[Collected data entries]
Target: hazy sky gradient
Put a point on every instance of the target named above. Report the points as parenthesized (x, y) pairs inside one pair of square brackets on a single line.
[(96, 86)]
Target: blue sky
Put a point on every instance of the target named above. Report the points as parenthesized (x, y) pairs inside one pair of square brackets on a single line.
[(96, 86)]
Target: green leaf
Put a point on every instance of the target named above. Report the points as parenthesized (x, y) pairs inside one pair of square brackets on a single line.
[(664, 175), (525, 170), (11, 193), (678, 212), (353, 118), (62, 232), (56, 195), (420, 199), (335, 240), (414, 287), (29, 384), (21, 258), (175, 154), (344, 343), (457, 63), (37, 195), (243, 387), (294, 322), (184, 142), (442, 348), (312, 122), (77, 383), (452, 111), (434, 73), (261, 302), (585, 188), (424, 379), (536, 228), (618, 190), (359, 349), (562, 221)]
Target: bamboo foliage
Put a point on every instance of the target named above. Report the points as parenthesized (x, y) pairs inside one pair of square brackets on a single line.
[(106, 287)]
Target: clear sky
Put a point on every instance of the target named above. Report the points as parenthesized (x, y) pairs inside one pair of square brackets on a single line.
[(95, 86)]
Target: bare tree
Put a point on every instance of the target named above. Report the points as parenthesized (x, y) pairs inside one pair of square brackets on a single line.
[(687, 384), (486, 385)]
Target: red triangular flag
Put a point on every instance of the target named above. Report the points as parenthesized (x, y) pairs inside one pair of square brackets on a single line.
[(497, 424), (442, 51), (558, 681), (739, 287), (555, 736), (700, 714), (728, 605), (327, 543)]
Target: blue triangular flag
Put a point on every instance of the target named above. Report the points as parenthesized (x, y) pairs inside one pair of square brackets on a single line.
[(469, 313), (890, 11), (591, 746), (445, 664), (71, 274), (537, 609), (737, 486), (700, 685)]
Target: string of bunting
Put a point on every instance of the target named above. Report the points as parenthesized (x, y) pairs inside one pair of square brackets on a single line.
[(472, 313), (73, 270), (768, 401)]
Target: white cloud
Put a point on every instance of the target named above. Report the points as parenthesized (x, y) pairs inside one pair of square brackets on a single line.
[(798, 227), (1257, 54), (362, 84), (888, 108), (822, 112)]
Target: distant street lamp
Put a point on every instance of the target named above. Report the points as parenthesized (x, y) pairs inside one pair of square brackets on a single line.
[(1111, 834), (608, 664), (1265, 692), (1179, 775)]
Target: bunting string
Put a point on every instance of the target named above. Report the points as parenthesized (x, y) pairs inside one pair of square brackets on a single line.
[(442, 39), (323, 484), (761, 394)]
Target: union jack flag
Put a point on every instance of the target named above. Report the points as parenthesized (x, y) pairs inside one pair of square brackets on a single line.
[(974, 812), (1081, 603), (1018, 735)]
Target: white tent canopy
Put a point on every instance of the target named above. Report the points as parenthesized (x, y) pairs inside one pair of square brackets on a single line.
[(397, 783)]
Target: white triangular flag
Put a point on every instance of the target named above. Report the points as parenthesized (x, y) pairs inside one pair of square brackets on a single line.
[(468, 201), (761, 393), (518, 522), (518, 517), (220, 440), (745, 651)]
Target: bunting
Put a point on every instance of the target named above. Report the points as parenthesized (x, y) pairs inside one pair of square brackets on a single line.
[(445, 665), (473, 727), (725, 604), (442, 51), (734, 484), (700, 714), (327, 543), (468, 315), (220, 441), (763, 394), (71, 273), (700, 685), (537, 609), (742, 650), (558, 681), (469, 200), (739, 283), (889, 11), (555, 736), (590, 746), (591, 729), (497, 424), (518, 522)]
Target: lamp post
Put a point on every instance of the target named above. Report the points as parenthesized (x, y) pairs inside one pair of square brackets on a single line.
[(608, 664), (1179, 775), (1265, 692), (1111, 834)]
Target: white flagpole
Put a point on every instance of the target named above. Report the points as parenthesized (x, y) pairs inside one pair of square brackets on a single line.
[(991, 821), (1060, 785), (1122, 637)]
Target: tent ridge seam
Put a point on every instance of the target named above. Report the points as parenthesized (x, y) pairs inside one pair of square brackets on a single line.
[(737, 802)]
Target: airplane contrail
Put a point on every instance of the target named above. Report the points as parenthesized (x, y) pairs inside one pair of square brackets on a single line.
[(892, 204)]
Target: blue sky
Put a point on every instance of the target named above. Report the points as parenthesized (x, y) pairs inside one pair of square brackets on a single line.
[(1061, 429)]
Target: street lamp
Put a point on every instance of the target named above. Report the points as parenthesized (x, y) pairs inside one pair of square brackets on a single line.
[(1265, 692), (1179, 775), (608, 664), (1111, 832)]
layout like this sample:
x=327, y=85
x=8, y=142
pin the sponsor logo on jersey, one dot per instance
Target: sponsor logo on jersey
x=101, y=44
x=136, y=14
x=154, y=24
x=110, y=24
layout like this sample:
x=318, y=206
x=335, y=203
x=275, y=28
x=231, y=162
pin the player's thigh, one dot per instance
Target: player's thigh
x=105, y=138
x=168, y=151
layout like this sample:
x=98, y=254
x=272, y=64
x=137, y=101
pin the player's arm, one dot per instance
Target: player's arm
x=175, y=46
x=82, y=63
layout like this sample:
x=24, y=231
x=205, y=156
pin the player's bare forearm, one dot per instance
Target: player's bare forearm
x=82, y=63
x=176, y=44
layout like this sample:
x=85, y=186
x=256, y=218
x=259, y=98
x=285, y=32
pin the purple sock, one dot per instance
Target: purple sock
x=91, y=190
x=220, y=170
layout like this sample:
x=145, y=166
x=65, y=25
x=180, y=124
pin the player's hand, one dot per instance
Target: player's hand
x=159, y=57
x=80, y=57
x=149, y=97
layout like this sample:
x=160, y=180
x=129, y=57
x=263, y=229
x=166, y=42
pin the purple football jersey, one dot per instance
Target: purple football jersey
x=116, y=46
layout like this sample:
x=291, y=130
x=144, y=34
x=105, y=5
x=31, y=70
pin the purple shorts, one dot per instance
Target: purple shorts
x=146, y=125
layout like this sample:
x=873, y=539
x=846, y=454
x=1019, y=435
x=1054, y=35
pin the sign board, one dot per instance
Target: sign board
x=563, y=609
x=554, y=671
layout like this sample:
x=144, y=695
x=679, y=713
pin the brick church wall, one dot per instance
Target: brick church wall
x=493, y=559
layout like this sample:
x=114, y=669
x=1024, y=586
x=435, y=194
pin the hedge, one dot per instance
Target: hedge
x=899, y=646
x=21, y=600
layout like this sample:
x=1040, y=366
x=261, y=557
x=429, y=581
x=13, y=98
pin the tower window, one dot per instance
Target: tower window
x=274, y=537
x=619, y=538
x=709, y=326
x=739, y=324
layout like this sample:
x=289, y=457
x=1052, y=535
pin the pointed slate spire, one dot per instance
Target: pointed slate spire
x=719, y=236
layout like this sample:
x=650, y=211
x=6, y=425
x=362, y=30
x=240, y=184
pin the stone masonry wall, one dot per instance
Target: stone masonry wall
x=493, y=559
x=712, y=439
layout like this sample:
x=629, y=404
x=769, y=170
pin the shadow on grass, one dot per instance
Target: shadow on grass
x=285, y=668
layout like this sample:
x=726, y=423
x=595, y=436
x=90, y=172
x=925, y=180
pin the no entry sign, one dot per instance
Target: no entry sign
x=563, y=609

WORK TO DO: Copy out every one of the entries above, word for word and line for line.

WRITTEN ANSWER:
Target: hazy sky gradient
Put a point on every instance of the target named above. Report the points as parenthesized (x, y) pairs inside one pair of square brackets on a single line.
[(96, 86)]
Target: blue sky
Put a point on every instance of the target named above. Report the points as parenthesized (x, y) pairs inside one pair of square brackets on a single line.
[(96, 86)]
Target: green leaf
Put a point on every instance of the target named above. Report the points as parenthesized (x, y) pairs inside one pair of square brackets on a single line.
[(664, 175), (525, 170), (11, 193), (678, 212), (353, 118), (62, 232), (56, 195), (420, 199), (335, 240), (414, 287), (29, 384), (21, 258), (175, 154), (344, 343), (457, 63), (37, 195), (243, 387), (294, 322), (184, 142), (442, 348), (312, 122), (77, 383), (452, 111), (434, 73), (261, 302), (585, 188), (424, 379), (536, 228), (618, 190), (359, 349), (562, 221)]
Target: bamboo foliage
Put a point on every instance of the target named above. Report the points as parenthesized (x, y) pairs inside one pair of square brackets on a single line.
[(106, 287)]
Target: clear sky
Put a point on every instance of the target named above. Report the points as parenthesized (x, y) pairs inside one pair of square brackets on a single line.
[(95, 86)]
Target: bare tree
Put a point on every instance of the target named above. Report the points as parenthesized (x, y) pairs inside one pair of square brackets on a single line.
[(687, 384), (486, 385)]
Target: red triangular flag
Put a point on every instance of the target named above. Report the points as parenthesized (x, y) pairs inside one pair of square brackets on a single line.
[(497, 424), (442, 51), (558, 681), (739, 287), (555, 736), (700, 714), (728, 605), (327, 543)]
Target: blue triangular flag
Put a point on every instance of the target named above. Report the points as parenthesized (x, y) pairs inside one pair of square brackets on a single line.
[(469, 313), (890, 11), (591, 746), (445, 664), (71, 274), (537, 609), (737, 486), (700, 685)]
Target: string of bunting
Put a point on every instance of the target named above. Report the points as parenthesized (x, y) pairs inside one pair of square brackets on a single line.
[(472, 313), (73, 270), (768, 401)]
Target: white cloud
Put a point on every instance of the target named above. Report the points as parenthesized (x, y) pairs inside one pair of square brackets on a single line.
[(798, 227), (1257, 54), (362, 84), (888, 108), (822, 112)]
Target: distant street lamp
Put a point on every instance of the target named above. Report the points as parenthesized (x, y) pairs inside one pair of square brackets on a single line.
[(1111, 834), (608, 664), (1265, 692), (1179, 775)]
Target: bunting string
Put a point on every instance of the target named above. Report the points as parenthesized (x, y) pairs inside one pair of square brackets on a single line.
[(442, 39), (323, 484), (761, 394)]
Target: union jack flag
Put a point on every instance of the target named above. Report the points as parenthesized (x, y) pairs inside one pair of square brackets on a single line.
[(974, 812), (1081, 603), (1018, 735)]
Target: white tent canopy
Put a point on every instance of the target named above. Report the points as parenthesized (x, y) pairs inside one pair of square brackets on a single line.
[(397, 783)]
Target: white triangular flag
Put a point on every instance of the target named above. Report the points as parenthesized (x, y) pairs inside one pair of square brackets on a single line.
[(468, 201), (761, 393), (518, 522), (518, 517), (220, 440), (745, 651)]
Target: bunting
Put a point on every instance of the target named above. Report the points as parenthesized (x, y) pairs inside one pair of square brackets on a single line.
[(445, 665), (473, 727), (725, 604), (442, 51), (734, 484), (700, 714), (327, 543), (468, 315), (220, 441), (763, 394), (71, 273), (700, 685), (537, 609), (742, 650), (558, 681), (469, 200), (739, 283), (889, 11), (555, 736), (590, 746), (591, 729), (497, 424), (518, 522)]
Target: lamp post
Put a point on every instance of the target named above. Report the points as parenthesized (x, y) pairs inside one pair of square brackets on a single line.
[(608, 664), (1179, 775), (1265, 692), (1111, 834)]
Target: white flagpole
Put a point on every instance of the target named above. Report the points as parenthesized (x, y) pairs inside one pair of square brackets on a single line.
[(991, 821), (1060, 785), (1122, 637)]
Target: tent ridge seam
Put a point on every instance of the target named above. Report the points as parenthesized (x, y) pairs inside one pair of square brackets on a single line.
[(737, 802)]
Target: airplane contrail
Put a point on every instance of the target named above. Report the points as parenthesized (x, y) pairs inside one pair of square brackets on a single line.
[(892, 204)]
Target: blue sky
Put a point on every instance of the target named above. Report the points as parenthesized (x, y) pairs inside one pair of square brackets on a single line.
[(1061, 429)]
Target: street lamp
Put a point on every instance of the target named above. Report the points as parenthesized (x, y) pairs inside one pair of square brackets on a single line.
[(1265, 692), (1179, 775), (608, 664), (1111, 832)]
layout like this sample:
x=327, y=85
x=8, y=142
pin the sponsor logo on jersey, one dot per instance
Target: sponsor logo on jersey
x=101, y=44
x=136, y=14
x=154, y=24
x=110, y=24
layout like this sample:
x=318, y=206
x=335, y=203
x=275, y=28
x=231, y=162
pin the player's thigh, one dot per instance
Target: player's thigh
x=105, y=138
x=168, y=151
layout like this sample:
x=98, y=254
x=272, y=64
x=137, y=101
pin the player's arm, one dot per instance
Target: player's arm
x=175, y=46
x=82, y=63
layout like this sample:
x=24, y=231
x=205, y=156
pin the player's bare forearm, one dot per instance
Target: player's bare forearm
x=82, y=63
x=176, y=44
layout like this sample:
x=85, y=186
x=256, y=218
x=259, y=98
x=285, y=32
pin the purple sock, one dot per instance
Target: purple sock
x=91, y=190
x=220, y=170
layout like this sample:
x=145, y=166
x=65, y=25
x=180, y=124
pin the player's hand, one dot per instance
Target: player's hand
x=159, y=57
x=80, y=57
x=149, y=97
layout like this sample:
x=160, y=180
x=129, y=57
x=263, y=229
x=166, y=42
pin the purple football jersey, one dot per instance
Target: purple football jersey
x=116, y=46
layout like this sample:
x=291, y=130
x=144, y=34
x=105, y=5
x=31, y=70
pin the purple shorts, one dot per instance
Target: purple shorts
x=146, y=125
layout like this sample:
x=873, y=539
x=846, y=454
x=1019, y=435
x=1054, y=35
pin the sign board, one dot per instance
Target: sign board
x=563, y=609
x=554, y=671
layout like this sample:
x=144, y=695
x=679, y=713
pin the brick church wall, one dot per instance
Target: brick church wall
x=493, y=559
layout like this sample:
x=114, y=669
x=1024, y=586
x=435, y=194
pin the hedge, one dot per instance
Target: hedge
x=899, y=646
x=21, y=600
layout like this sample:
x=1040, y=366
x=261, y=557
x=429, y=581
x=13, y=98
pin the tower window, one dot per instance
Target: tower window
x=274, y=537
x=619, y=538
x=709, y=326
x=739, y=324
layout like this sample:
x=289, y=457
x=1052, y=535
pin the pointed slate spire, one dot per instance
Target: pointed slate spire
x=719, y=236
layout like this sample:
x=650, y=211
x=6, y=425
x=362, y=30
x=240, y=184
pin the stone masonry wall, one dot per instance
Target: stone masonry wall
x=493, y=559
x=712, y=439
layout like this sample:
x=629, y=404
x=769, y=170
pin the shadow on grass, one dot per instance
Target: shadow on grass
x=285, y=668
layout like this sample:
x=726, y=423
x=595, y=436
x=90, y=172
x=925, y=180
pin the no entry sign, one dot per instance
Target: no entry sign
x=563, y=609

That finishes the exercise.